** START OF EXTRACTED MATERIAL **

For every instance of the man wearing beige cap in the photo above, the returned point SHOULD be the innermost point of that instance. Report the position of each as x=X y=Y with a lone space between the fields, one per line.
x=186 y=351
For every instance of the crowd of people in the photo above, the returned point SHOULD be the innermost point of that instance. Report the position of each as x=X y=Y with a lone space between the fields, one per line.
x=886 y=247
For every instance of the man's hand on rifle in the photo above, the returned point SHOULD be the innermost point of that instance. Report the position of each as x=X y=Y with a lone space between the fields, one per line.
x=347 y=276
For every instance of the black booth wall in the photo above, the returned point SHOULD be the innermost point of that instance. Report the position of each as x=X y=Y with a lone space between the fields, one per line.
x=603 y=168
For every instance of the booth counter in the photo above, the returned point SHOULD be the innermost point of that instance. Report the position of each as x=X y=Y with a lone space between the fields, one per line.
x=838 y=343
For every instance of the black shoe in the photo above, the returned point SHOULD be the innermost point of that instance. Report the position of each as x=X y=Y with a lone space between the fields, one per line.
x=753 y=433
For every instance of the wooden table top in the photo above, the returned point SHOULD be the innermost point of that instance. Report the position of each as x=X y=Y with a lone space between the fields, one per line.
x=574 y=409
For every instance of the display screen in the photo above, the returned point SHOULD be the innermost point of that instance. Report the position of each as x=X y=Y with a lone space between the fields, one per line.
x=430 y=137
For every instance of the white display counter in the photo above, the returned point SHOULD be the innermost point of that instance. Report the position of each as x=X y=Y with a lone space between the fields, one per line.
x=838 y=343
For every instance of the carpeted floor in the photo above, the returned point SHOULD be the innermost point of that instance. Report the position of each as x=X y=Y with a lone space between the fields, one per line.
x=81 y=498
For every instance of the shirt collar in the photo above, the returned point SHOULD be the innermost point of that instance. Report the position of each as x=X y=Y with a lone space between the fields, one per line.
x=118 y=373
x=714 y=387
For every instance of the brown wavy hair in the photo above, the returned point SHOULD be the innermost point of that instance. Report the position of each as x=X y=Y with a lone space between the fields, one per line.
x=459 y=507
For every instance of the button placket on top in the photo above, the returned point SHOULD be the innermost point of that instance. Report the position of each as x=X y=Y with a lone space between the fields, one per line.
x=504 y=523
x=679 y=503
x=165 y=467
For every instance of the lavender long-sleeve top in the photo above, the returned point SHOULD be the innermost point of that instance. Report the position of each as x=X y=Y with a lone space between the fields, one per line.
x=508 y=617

** END OF EXTRACTED MATERIAL **

▸ EXERCISE GOAL: Lay out the entries from the line containing "For every instance of the white" through the end of the entries as a two-column CSV with the columns instruction and answer, one row per entry. Put each field in double quotes and replace any line breaks inside a field with spaces.

▸ RESULT FOR THIS EXERCISE:
instruction,answer
"For every instance of the white display counter in the photo above, the returned point SHOULD be the innermost point of that instance. Report the position of each as x=X y=Y with a lone space between the fields, one per line.","x=838 y=343"
"For every instance of the carpeted floor in the photo above, the returned point SHOULD be the innermost point of that instance. Report the position of each as x=X y=Y with a lone space between the fields, one per line.","x=81 y=498"
"For every instance of the shirt collar in the photo above, the returned point SHOULD be the innermost point of that instance. Report the position of each as x=X y=Y with a lone space between the fields, one per line.","x=118 y=373 x=714 y=387"
"For every instance of the brown wavy hair in the photo above, the returned point SHOULD be the innermost point of that instance. Report the position of each as x=X y=Y with a lone space between the fields, one per line.","x=459 y=507"
"For every instance of the button placket on top in the photo above, the returned point SHOULD be the innermost point of that instance. Report the position of each as x=X y=Y with a lone space between the fields, one per line.","x=504 y=523 x=679 y=503 x=165 y=467"
"For every instance of the lavender long-sleeve top in the photo above, the returned point SHOULD be the innermost point of that instance. Report the position of each as x=X y=Y with a lone space between the fields, one per line.","x=508 y=617"